**DOCUMENT EXCERPT:**
* * * *

# Tobacco juices - MTL or direct lung?



## Silver

Calling all tobacco lovers

How do you like vaping your tobacco juices?
*MTL* or *DL*?

I find the experience of the two totally different. 
Nothing beats a MTL with a strong nic tobacco for that throat hit that I crave often. It's a sharp punch in the throat while taking a drag.

But I have also enjoyed some tobaccoes in a weaker format in direct lung style. Sometimes the additional volume of vapour is pleasing. 

What's your favourite style for vaping tobaccoes?



Limelight pipe - courtesy of limelightmechanics.com - appropriate for this poll on tobaccoes methinks

Reactions: Like 3 | Winner 4


----------



## Resistance

I have tried some tobacco juices. None were ultimately pleasing.
I do however prefer Mtl tobacco ,but have been adding tobacco concentrate to my Dl juices.

Reactions: Like 5


----------



## MrGSmokeFree

Cool thread @Silver . I just vape tobacco juice when I vape MTL and that I do most of the time and no tobacco juice when I vape DL.

Reactions: Like 6


----------



## Resistance

The twisp pure tobacco came close. Its a decent MTL juice,cut it due to vaping close to 60ml a week.

Reactions: Like 6 | Agree 1


----------



## Adephi

I'm not really into tobaccoes but I am a sucker for a good RY4 style vape. Most of them are custard based and therefore better in DL.

A lot of tobas I start off with MTL like Calamity Jane. But then my Red Pill took over my only MTL so the CJ is in the bucket with the other RY4 juices.

Reactions: Like 7


----------



## Room Fogger

Didn’t touch tobacco juices in the beginning, and now I can’t get enough of them. I prefer a restricted DL, or loose MTL for the tobacco juices, but the odd full DL doesn’t go down bad at all.

* * * *

**WHAT TO DO:** Repeat word for word the stretch of the vaping thread from "A lot of tobas" through "bad at all.". The listing bears no relation to the vaping thread.

**DATASET CONTENT:**
* * * *

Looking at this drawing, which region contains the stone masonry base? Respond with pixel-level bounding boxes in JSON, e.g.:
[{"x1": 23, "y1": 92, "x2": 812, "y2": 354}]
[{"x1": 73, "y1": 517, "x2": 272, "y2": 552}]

* * * *

**WRITTEN REPLY:**
A lot of tobas I start off with MTL like Calamity Jane. But then my Red Pill took over my only MTL so the CJ is in the bucket with the other RY4 juices.

Reactions: Like 7


----------



## Room Fogger

Didn’t touch tobacco juices in the beginning, and now I can’t get enough of them. I prefer a restricted DL, or loose MTL for the tobacco juices, but the odd full DL doesn’t go down bad at all.